REQUIRED TASKS:
1 - Answer these questions from the July 1862 dispatches:
(a) What were all the teams at Bolivar hauling for the fortifications?
(b) Why were the citizens refused permission to leave?
(c) Under the modified instructions, how far east are the troops to be sent?
2 - Continue the July 1862 dispatches, starting right after their final sentence.

BOLIVAR, July 27, 1862.
I have all our teams engaged in hauling cotton for fortifications. By morning they will be in good condition for us.
Our pickets have been fired on, on the two roads leading west, but all quiet at present.
The citizens nearly all wish to leave, but I have refused to allow them to do so for fear of their carrying information. I may let them go in the morning. Had I better do so?
HEADQUARTERS ARMY OF THE MISSISSIPPI, July 27, 1862.
I observe by your dispatch to General Elliott that you are pushing your corps eastward, but in your dispatch to me you do not state, so explicitly as I could wish, your grounds. You will observe that your original instructions about relieving General Thomas have been so far modified that you are desired to send your troops only as far east as you can successfully cover and use the railroad. The principle of our movement is that the railroad is made subservient to us, not our forces to the railroad.

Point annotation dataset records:
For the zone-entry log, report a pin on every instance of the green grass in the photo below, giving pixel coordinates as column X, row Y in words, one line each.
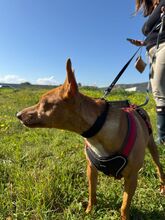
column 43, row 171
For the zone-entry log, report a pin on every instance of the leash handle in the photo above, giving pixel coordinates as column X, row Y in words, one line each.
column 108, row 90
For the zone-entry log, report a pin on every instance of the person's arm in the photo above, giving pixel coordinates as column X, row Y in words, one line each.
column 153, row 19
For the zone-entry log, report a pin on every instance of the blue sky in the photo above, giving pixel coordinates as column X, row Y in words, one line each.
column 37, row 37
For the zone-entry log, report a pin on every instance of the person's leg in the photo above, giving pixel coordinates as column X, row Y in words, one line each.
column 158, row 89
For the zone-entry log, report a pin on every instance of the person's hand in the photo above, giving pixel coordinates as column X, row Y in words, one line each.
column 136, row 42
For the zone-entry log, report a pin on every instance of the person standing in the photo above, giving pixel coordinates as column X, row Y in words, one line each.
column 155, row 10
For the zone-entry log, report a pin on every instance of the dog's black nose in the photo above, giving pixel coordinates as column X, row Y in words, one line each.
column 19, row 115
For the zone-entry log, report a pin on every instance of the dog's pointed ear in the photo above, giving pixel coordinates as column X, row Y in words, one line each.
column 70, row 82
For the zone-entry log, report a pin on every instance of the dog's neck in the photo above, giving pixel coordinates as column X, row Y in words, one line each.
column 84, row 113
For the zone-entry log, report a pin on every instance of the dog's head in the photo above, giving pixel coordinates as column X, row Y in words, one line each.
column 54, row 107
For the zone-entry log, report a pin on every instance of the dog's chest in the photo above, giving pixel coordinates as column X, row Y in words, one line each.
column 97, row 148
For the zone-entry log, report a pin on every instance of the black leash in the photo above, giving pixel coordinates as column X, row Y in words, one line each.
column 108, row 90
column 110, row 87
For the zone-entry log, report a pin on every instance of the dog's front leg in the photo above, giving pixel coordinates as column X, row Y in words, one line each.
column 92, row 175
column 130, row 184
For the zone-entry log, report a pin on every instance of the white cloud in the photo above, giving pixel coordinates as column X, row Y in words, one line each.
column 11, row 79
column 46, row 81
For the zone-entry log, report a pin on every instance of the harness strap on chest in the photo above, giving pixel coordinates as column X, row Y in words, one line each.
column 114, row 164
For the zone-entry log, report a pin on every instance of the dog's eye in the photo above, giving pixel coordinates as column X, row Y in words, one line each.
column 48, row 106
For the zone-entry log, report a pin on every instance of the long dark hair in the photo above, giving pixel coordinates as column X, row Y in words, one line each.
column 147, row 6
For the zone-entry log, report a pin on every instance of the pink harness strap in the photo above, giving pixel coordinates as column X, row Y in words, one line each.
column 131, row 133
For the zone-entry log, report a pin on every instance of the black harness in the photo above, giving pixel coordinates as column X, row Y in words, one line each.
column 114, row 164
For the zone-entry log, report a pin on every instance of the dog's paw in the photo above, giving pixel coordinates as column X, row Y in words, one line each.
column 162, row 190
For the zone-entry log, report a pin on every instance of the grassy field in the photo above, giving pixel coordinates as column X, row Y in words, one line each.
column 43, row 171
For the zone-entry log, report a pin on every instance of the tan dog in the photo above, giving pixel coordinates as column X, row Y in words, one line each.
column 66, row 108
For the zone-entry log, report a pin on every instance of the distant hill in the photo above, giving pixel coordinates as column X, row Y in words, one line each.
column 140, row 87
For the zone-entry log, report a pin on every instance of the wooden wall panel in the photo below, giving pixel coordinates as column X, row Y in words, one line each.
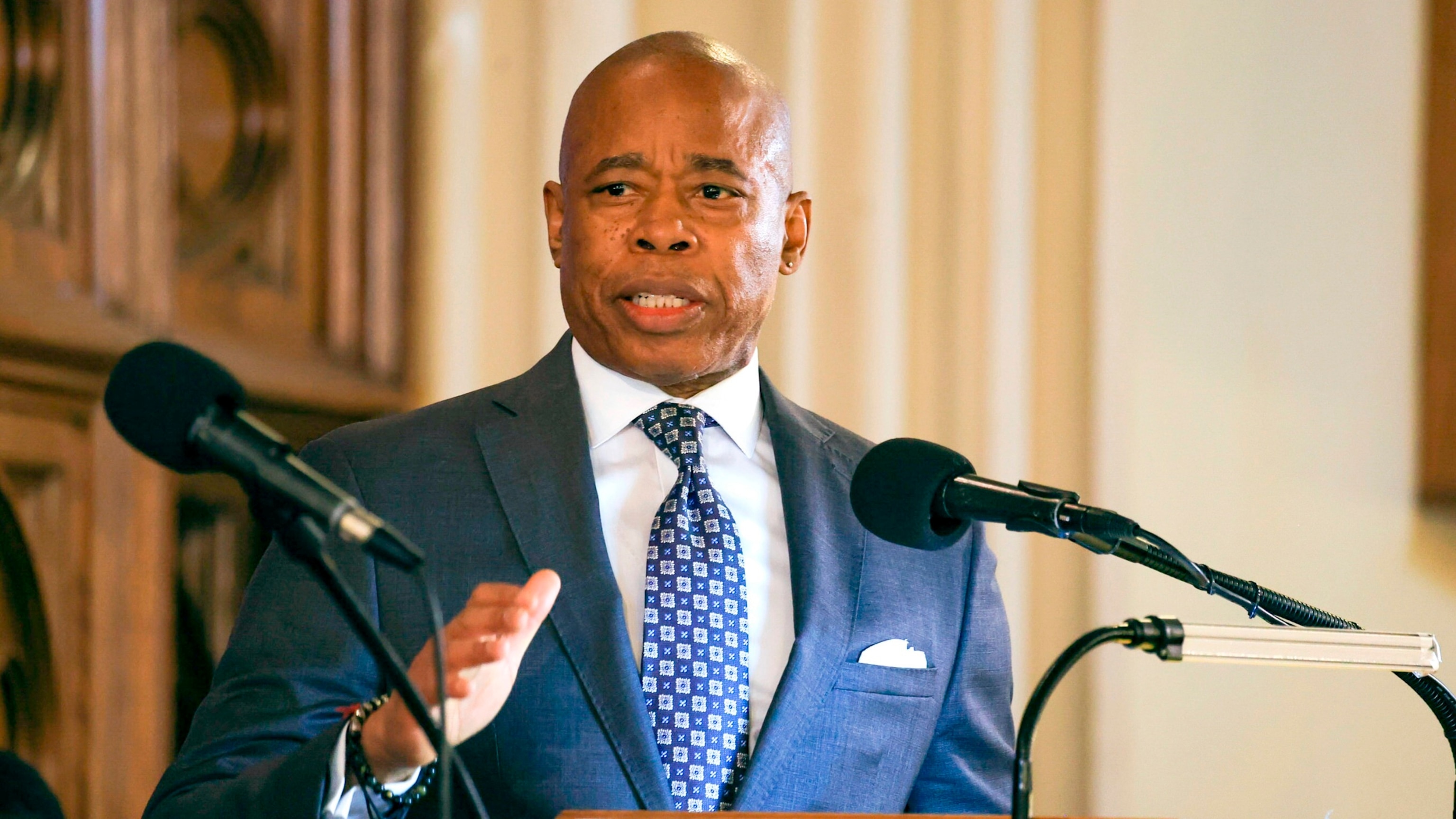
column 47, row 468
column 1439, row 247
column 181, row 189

RESPONSES TO THE EXERCISE:
1 -
(a) Cotton.
(b) For fear of their carrying information.
(c) Only as far east as they can successfully cover and use the railroad.

2 -
Send me some sketch of the country.
Two hundred and seventeen sick and 50 wagon loads of stuff of your division go by train east this morning.
W. S. ROSECRANS,
Brigadier-General, U. S. Army.
FORT HEIMAN, July 27, 1862.
Last night I received the following dispatch, viz:
W. W. LOWE, Commanding Fort Henry:
I have just received a communication from reliable Union men of Eddyville, who have fled to the woods, stating that a band of some 150 or 200 are near Eddyville, and contemplate an attack on that place, and that this office and the men guarding the line are in great danger of being attacked immediately. An officer in the rebel army was in Eddyville this p. m. holding a consultation with secesh citizens.
Most of the Union citizens have taken to the woods. I am asked to urge upon you to send a force to that place. I think it very important that the force at this place and Fingo [?] Station should be increased without delay. Strange and suspicious looking persons have been seen near here yesterday and to-day.
R. B. GRIFFIN,
Military Telegraph Operator.
From this it will be seen that the small force here is inadequate to the demands. I at once had all that could be spared sent down 40 miles by boat.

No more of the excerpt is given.